Entrées enregistrées -
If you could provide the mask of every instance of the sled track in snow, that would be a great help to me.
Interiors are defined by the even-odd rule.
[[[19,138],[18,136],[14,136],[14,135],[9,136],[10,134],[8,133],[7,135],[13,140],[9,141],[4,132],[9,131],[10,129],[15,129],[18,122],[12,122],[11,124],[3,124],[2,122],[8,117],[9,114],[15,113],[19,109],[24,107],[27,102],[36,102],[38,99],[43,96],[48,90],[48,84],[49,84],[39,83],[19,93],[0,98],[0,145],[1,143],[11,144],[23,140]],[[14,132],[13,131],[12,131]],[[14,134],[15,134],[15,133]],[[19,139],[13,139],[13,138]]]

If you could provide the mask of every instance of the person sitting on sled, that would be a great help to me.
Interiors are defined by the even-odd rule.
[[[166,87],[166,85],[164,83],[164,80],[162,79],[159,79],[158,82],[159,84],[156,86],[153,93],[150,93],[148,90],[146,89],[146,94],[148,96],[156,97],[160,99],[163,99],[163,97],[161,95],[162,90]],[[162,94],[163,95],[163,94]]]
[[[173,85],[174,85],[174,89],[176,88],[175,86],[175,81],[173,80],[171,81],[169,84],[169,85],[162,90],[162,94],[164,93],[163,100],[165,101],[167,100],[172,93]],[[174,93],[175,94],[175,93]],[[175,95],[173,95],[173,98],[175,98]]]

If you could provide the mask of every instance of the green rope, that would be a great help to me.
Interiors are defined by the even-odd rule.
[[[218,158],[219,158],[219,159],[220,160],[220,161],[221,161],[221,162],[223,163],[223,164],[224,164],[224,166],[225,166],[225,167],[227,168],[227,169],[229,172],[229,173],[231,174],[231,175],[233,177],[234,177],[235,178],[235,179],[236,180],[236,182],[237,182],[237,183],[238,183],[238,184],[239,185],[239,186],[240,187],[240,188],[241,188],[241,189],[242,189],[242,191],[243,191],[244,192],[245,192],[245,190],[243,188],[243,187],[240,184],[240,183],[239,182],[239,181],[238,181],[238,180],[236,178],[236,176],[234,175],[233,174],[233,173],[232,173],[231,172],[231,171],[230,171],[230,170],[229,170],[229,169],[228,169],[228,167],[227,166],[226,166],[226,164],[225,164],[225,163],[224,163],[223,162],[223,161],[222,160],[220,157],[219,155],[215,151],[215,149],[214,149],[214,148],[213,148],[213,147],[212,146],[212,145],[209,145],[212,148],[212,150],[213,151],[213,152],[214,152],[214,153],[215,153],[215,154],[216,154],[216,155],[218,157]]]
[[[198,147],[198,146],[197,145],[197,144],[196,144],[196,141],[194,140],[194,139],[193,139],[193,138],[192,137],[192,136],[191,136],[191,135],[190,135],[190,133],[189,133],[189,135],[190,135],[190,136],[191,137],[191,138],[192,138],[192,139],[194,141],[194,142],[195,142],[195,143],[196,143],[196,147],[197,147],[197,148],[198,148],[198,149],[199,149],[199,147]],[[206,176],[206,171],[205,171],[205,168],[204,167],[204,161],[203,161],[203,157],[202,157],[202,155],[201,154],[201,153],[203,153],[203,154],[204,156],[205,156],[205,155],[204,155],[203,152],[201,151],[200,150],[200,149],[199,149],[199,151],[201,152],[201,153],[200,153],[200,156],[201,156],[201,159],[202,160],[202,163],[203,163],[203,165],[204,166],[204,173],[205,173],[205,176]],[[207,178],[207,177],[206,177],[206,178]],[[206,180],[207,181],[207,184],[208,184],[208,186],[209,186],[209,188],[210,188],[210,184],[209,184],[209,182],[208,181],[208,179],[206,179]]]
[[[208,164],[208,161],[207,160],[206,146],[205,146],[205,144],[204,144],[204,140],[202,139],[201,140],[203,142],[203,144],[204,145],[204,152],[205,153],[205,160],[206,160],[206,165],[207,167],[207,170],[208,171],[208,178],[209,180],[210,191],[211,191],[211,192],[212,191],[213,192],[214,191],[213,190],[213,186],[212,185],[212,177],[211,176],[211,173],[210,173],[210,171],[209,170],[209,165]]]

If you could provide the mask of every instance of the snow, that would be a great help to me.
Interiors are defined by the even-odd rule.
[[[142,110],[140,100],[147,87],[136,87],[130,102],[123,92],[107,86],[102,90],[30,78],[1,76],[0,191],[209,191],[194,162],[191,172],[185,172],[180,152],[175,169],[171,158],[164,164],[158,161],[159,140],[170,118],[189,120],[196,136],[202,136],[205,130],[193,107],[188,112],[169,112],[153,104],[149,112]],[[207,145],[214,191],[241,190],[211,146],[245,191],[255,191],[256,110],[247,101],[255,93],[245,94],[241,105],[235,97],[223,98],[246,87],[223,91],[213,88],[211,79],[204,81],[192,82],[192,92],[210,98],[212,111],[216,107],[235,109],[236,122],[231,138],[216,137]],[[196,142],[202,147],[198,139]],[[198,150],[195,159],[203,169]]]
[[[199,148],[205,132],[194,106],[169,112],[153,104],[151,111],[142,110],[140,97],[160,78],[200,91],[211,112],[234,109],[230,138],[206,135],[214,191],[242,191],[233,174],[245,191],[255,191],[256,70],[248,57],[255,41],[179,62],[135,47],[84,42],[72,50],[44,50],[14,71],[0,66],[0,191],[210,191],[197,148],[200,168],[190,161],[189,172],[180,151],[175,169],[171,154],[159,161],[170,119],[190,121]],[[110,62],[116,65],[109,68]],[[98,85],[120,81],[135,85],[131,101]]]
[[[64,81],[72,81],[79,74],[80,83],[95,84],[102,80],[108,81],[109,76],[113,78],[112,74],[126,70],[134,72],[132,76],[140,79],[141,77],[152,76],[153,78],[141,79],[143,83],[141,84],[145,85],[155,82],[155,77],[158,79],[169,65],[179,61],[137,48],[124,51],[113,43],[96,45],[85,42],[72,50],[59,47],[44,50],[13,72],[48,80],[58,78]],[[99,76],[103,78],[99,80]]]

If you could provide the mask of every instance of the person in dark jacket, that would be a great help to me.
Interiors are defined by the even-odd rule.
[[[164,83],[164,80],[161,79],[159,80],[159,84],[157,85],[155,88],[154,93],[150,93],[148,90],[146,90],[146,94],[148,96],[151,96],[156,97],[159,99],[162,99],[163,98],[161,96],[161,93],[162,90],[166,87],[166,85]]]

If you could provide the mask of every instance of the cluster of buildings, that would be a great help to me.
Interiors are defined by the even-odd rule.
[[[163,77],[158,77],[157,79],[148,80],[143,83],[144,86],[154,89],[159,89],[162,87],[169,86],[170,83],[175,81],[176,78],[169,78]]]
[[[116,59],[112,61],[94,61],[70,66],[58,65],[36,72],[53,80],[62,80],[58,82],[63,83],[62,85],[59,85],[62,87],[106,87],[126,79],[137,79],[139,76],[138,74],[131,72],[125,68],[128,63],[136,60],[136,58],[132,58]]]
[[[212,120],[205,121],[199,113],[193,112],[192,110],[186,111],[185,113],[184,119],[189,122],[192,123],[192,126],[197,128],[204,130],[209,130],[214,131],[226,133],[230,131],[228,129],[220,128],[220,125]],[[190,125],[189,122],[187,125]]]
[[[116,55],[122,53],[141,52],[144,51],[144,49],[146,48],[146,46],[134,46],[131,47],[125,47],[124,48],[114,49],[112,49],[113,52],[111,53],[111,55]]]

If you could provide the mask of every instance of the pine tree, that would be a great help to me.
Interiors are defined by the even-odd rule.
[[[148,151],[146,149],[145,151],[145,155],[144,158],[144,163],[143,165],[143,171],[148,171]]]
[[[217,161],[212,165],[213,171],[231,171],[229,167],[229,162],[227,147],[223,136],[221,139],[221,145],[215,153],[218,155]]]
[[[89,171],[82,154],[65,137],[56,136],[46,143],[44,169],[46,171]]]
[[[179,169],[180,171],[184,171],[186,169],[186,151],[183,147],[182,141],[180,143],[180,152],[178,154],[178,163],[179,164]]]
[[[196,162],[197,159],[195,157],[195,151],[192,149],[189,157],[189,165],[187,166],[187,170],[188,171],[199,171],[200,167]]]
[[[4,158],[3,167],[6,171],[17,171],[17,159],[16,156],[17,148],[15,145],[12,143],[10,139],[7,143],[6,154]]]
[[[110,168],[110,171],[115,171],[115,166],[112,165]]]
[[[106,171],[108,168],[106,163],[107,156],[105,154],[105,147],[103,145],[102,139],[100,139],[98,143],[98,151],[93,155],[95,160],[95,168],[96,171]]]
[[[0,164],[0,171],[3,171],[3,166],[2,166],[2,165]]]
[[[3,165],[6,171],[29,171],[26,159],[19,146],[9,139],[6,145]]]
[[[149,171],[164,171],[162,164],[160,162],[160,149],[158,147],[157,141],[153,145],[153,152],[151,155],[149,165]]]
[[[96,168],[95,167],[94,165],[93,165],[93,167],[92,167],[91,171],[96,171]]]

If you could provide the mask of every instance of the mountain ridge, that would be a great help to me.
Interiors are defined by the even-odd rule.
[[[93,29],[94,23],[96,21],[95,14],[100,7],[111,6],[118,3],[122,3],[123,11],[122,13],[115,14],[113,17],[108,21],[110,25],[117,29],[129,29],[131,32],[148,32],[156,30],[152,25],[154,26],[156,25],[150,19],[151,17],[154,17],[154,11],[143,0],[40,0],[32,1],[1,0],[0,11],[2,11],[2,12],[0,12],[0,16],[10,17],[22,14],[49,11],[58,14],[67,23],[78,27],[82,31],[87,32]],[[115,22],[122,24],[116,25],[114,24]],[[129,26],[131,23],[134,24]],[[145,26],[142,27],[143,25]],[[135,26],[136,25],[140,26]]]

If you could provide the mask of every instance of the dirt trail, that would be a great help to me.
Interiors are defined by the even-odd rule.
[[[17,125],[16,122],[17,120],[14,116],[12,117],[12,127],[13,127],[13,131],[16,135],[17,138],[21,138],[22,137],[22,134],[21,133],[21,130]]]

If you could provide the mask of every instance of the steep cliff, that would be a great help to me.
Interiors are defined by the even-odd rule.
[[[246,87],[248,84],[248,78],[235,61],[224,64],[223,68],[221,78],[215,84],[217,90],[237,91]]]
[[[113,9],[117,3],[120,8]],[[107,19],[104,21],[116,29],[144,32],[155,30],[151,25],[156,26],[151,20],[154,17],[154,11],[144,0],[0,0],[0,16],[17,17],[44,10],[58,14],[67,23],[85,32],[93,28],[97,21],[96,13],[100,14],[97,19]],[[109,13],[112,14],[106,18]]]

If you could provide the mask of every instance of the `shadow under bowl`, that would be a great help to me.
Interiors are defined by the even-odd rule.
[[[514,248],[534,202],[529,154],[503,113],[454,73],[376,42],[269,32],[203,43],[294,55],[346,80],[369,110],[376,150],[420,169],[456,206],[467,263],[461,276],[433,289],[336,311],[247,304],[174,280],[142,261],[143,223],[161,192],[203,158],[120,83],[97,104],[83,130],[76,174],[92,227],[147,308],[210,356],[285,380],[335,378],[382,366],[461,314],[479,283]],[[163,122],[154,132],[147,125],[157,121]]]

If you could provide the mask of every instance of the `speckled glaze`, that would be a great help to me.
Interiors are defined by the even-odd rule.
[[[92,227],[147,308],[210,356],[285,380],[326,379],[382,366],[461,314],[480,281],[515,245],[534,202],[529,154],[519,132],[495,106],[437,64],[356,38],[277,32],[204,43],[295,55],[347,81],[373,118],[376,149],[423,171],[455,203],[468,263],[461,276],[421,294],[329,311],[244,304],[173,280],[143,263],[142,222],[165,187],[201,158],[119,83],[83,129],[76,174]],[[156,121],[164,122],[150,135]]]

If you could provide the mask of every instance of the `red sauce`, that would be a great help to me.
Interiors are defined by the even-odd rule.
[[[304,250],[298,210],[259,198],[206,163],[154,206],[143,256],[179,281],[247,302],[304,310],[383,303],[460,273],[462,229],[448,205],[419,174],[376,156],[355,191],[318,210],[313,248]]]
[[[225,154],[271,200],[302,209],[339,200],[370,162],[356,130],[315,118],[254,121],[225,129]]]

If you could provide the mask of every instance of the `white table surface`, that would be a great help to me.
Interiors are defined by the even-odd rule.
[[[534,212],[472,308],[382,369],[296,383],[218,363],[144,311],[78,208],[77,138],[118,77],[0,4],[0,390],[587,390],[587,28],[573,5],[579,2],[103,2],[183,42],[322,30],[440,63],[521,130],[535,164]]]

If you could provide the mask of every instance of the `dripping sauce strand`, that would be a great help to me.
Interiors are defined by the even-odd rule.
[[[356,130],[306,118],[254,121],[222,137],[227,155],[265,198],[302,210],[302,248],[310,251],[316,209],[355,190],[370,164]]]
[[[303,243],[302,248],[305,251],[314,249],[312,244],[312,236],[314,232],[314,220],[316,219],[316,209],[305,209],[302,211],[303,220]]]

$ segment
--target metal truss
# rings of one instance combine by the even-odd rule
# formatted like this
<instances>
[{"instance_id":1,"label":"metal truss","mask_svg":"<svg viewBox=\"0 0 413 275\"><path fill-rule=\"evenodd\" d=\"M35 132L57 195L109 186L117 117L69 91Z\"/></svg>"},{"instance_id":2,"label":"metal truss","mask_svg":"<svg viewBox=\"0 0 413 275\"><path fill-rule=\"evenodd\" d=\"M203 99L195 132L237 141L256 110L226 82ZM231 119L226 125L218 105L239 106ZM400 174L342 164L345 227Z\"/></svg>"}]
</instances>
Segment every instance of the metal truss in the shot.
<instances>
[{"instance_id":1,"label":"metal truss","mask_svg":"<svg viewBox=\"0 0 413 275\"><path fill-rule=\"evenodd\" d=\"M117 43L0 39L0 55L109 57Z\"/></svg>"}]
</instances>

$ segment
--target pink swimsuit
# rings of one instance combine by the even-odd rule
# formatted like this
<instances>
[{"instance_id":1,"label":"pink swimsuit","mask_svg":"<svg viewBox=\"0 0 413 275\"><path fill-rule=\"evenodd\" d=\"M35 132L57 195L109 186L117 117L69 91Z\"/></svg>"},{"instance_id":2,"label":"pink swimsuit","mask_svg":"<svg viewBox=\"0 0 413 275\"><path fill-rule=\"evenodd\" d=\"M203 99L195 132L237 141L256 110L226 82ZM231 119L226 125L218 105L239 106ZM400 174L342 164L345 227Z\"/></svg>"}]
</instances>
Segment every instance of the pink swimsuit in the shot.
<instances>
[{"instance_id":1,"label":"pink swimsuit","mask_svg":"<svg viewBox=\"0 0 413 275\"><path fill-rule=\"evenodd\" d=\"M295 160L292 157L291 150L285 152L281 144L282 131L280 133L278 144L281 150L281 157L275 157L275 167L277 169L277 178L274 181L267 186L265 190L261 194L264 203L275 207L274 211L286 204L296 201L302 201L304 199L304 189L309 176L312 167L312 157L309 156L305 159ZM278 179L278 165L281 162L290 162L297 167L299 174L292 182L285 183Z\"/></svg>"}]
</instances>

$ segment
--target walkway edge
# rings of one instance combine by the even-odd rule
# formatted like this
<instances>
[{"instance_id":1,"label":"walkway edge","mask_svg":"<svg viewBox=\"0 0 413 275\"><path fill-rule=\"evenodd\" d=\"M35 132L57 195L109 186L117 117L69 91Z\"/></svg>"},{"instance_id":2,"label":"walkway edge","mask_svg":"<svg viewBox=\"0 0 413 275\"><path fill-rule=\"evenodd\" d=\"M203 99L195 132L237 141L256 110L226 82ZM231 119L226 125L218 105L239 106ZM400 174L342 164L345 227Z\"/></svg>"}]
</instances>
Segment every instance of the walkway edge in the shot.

DÉFI -
Extrayez des enregistrements ci-dessus toutes les lignes où figure le mot « shot ».

LA RÉPONSE -
Segment every instance of the metal truss in the shot.
Segment every instance of the pink swimsuit in the shot.
Segment every instance of the walkway edge in the shot.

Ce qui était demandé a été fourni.